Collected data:
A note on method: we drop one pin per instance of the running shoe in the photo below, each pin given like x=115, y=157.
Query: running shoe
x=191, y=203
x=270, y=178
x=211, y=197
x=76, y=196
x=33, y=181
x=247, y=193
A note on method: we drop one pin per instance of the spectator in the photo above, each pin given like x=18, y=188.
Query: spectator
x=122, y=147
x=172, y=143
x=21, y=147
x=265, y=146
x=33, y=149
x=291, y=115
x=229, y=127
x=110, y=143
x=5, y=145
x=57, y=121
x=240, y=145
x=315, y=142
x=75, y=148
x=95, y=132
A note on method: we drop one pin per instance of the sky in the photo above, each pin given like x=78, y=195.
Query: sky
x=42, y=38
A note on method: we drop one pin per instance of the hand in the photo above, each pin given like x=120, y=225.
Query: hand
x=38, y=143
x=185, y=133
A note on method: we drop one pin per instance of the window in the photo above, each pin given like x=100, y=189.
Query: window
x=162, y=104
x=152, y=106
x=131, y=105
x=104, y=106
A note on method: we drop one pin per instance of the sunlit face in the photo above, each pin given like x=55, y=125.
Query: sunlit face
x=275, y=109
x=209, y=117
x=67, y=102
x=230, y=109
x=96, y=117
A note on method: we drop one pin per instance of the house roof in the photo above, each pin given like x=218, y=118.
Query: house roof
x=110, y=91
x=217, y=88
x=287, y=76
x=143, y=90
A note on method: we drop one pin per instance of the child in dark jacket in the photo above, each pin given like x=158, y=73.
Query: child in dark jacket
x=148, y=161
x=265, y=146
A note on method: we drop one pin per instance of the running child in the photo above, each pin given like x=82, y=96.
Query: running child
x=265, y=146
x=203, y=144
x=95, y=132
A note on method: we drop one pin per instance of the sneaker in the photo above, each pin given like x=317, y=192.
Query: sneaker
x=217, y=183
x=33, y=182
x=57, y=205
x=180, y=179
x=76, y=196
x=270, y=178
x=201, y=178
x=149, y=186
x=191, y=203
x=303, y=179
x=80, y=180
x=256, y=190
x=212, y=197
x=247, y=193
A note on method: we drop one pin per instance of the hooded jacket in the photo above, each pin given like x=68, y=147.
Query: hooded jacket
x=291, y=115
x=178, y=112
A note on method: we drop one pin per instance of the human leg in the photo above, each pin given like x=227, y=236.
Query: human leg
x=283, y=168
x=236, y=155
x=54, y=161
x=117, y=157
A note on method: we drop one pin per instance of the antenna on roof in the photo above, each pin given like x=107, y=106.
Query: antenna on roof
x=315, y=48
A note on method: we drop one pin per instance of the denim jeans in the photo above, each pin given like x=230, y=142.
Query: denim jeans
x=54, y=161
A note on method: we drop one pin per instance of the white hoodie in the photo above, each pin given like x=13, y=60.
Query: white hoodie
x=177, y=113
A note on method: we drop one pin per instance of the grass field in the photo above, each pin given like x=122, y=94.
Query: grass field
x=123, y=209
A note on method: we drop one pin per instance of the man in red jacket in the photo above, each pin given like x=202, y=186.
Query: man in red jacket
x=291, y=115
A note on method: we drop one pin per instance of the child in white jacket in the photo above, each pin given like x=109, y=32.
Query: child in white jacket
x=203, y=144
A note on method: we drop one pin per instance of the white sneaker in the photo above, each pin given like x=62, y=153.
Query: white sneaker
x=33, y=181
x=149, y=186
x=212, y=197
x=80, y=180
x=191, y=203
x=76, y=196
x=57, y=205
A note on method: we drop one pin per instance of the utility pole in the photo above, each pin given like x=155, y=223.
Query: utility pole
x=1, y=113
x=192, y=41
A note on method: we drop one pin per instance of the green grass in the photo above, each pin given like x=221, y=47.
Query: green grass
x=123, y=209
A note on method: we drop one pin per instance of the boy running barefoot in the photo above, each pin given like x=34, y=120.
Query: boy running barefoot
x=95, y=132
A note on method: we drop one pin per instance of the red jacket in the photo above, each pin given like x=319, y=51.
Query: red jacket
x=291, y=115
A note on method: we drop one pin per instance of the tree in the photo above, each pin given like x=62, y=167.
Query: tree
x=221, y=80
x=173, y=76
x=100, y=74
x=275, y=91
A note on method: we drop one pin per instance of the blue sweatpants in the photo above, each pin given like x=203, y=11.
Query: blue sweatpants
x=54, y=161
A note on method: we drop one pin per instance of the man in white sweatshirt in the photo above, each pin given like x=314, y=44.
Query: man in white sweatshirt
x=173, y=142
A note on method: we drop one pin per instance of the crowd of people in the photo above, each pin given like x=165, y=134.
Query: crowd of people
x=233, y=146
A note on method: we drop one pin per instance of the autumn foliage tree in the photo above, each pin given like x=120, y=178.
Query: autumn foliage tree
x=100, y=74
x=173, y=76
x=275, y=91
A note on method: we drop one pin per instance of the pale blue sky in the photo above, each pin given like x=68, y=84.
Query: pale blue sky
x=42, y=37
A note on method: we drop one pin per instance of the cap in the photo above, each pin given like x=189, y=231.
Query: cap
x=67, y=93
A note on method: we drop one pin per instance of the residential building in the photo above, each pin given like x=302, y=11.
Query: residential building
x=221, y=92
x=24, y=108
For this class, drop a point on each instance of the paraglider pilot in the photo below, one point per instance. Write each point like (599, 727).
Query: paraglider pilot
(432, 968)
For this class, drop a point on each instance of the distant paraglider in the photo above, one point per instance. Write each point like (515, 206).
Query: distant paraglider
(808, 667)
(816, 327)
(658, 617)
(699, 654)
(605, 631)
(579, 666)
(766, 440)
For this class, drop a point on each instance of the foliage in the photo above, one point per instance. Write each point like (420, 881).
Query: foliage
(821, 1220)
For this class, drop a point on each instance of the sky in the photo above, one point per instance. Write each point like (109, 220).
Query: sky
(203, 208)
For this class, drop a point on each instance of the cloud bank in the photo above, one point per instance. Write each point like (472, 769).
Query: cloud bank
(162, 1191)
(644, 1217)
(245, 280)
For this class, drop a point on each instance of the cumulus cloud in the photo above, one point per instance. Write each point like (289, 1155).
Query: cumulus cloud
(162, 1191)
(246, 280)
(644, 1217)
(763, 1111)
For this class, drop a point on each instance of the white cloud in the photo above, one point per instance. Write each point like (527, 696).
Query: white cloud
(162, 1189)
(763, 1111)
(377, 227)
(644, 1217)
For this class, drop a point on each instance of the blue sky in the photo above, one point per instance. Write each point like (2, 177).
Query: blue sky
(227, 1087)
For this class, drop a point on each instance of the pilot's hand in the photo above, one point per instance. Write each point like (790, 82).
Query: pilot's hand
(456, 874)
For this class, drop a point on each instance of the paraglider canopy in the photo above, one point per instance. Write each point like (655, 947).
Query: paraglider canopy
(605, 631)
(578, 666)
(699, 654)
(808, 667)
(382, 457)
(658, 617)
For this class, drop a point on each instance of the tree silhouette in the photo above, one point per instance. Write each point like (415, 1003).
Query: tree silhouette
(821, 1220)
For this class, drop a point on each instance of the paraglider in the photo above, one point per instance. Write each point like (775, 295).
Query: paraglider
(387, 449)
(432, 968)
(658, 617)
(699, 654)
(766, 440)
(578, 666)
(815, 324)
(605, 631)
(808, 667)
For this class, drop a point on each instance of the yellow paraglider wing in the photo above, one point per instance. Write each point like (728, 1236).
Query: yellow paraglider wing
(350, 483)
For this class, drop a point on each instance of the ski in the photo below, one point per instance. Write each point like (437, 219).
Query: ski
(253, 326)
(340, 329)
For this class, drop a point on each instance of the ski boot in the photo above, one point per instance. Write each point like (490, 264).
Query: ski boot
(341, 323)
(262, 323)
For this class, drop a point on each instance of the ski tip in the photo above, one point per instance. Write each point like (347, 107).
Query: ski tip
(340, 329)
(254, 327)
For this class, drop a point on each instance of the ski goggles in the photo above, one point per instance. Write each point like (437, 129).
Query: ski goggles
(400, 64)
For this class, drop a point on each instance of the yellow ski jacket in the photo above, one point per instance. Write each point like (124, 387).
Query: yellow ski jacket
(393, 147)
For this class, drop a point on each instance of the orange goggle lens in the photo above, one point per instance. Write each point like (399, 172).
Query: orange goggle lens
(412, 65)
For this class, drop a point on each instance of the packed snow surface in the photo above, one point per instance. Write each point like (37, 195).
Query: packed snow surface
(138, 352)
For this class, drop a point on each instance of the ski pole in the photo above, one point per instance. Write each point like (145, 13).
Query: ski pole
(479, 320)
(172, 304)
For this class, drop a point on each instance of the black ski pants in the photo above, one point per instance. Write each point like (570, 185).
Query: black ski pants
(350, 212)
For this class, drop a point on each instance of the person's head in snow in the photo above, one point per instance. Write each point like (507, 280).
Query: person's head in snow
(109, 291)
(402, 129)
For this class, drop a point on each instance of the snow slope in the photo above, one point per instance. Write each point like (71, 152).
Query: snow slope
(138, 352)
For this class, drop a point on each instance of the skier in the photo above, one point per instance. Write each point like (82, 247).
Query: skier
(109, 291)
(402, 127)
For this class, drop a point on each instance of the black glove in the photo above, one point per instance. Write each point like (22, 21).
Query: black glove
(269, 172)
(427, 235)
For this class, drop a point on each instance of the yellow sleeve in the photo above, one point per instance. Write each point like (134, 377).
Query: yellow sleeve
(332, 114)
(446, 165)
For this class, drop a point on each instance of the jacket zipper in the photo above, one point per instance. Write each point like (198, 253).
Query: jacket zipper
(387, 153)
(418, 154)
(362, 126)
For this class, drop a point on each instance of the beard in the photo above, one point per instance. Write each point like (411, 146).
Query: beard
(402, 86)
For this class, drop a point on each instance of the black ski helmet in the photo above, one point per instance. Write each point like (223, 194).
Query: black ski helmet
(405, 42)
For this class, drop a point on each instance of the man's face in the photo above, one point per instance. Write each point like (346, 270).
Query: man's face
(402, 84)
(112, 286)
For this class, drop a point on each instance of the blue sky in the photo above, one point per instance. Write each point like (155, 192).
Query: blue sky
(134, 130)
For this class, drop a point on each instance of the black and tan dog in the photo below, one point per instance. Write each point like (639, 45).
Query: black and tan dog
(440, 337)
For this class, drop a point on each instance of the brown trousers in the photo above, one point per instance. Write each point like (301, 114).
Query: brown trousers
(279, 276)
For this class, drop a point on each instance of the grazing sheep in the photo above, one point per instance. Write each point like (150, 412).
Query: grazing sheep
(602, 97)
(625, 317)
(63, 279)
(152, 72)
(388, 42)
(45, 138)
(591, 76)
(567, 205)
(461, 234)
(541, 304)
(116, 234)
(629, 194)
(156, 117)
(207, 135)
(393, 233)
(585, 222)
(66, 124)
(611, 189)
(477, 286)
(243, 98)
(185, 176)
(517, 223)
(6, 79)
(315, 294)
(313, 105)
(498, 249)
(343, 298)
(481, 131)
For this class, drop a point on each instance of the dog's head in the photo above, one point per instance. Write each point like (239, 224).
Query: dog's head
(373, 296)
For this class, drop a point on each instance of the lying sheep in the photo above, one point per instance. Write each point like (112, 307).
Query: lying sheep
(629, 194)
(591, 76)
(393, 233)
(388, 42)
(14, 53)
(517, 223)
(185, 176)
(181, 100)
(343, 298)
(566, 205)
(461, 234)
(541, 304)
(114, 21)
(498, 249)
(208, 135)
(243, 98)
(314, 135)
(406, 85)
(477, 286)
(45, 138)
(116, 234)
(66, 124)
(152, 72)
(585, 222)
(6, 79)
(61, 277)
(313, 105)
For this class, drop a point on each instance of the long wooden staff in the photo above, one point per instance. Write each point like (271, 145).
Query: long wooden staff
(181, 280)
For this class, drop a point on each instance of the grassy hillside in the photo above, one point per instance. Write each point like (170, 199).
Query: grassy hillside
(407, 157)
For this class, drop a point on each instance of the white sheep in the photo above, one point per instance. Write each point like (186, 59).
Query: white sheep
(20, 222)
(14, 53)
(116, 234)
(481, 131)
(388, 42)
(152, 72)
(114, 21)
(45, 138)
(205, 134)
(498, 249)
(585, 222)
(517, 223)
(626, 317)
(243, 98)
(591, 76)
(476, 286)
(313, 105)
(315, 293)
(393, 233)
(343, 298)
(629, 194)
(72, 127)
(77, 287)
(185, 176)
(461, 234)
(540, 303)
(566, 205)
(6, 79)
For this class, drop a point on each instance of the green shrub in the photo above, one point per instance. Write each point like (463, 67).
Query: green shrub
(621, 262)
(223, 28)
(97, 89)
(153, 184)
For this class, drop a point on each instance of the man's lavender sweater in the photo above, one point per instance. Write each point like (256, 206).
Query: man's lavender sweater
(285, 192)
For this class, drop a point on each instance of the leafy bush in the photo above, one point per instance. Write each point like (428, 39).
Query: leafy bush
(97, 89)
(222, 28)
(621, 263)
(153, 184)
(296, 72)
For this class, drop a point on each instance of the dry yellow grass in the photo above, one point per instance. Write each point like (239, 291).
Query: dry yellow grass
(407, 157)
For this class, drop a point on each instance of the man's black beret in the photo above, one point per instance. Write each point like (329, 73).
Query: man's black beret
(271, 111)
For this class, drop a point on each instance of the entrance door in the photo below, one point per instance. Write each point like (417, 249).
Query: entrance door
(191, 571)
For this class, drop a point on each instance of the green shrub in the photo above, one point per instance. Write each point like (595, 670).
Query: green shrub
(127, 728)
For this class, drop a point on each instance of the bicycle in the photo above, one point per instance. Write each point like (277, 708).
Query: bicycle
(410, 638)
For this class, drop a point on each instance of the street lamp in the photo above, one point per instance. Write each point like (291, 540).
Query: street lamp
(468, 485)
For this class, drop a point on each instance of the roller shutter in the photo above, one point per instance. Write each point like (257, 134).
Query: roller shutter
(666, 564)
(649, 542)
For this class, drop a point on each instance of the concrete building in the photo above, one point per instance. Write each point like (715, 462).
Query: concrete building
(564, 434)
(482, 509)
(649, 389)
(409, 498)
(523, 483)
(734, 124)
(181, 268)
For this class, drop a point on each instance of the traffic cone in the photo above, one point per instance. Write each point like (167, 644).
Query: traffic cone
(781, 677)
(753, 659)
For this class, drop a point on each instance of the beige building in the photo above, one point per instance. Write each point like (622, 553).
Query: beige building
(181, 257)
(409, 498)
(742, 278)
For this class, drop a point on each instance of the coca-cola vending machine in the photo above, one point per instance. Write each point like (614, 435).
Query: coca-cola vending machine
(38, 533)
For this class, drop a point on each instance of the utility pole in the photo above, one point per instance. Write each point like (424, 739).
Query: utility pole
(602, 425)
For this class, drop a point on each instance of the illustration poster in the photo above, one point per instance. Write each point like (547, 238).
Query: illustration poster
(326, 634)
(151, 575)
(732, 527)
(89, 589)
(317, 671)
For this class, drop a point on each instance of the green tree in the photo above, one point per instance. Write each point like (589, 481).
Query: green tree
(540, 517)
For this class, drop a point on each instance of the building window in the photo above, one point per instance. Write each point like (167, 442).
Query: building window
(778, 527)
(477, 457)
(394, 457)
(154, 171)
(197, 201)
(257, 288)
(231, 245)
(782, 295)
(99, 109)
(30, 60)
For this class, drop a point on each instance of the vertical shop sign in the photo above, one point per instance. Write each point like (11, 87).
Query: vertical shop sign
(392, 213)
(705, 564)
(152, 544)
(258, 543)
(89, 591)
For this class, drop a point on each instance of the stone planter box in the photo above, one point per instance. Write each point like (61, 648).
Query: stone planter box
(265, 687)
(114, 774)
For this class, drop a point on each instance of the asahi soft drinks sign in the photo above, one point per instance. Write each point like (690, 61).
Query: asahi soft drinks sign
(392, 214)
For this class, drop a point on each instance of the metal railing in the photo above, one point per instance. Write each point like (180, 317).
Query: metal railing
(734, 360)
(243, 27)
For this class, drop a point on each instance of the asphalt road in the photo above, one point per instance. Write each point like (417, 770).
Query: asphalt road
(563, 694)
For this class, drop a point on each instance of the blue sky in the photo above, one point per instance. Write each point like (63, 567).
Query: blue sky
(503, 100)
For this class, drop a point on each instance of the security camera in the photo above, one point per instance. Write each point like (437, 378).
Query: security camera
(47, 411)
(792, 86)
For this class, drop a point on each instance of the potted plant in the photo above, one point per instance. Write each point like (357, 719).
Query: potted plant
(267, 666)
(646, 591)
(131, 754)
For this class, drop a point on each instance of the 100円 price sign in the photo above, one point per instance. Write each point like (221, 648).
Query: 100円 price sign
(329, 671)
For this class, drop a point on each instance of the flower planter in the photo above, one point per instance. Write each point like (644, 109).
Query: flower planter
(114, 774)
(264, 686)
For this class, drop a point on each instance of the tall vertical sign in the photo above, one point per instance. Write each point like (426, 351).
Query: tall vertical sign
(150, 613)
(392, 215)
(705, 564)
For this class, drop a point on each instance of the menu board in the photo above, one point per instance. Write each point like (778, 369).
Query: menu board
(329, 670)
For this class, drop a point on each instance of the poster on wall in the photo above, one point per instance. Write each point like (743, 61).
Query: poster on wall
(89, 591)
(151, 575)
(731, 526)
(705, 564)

◆ **WHAT YOU ARE ASKED TO DO**:
Exactly and only the lines from the line containing "like (690, 61)." through the last line of the entries should be copied, both ends included.

◆ **SOLVED PROBLEM**:
For this class, drop a point on each instance of the asahi soft drinks sign in the photo above, one point per instance. Write each point like (690, 61).
Query: asahi soft drinks sign
(392, 214)
For this class, drop a point on each instance of the metal railing in the photo above, one point per instance. Write each point like (180, 317).
Query: metal railing
(734, 360)
(243, 27)
For this class, drop a point on each instance of the asphalt road in the photo above, one point per instance. Write each point like (417, 770).
Query: asphalt road
(563, 694)
For this class, drop a point on each instance of the blue sky in the photo above, one point per instance. Write each point like (63, 567).
Query: blue sky
(503, 100)
For this class, drop a point on each instance of the security camera in the photo above, one point per instance. Write each point like (437, 378).
Query: security camera
(47, 411)
(792, 86)
For this class, drop a point on each instance of the potted plant in the photo above, one point per instance. Write each point like (357, 719).
Query: potted plant
(267, 666)
(646, 591)
(131, 754)
For this class, drop a point on each instance of the 100円 price sign in the photo above, one point per instance. Write each point like (221, 648).
Query: 100円 price sign
(329, 671)
For this class, drop a point on each instance of the flower planter in the photo above, one point per instance. Write each point like (644, 109).
Query: flower planter
(114, 774)
(264, 686)
For this class, drop a point on each instance of the tall vertical sign in the photo above, one point per instance. Write each point like (426, 351).
Query: tall vertical sign
(150, 613)
(392, 215)
(705, 564)
For this class, drop a point on each instance of the menu board in the photo above, one point per instance. Write each point like (778, 369).
Query: menu board
(329, 670)
For this class, drop a point on each instance of the poster on wall in the photo above, one point per instance. Write each point like (743, 61).
Query: poster on wall
(89, 591)
(151, 575)
(731, 526)
(705, 564)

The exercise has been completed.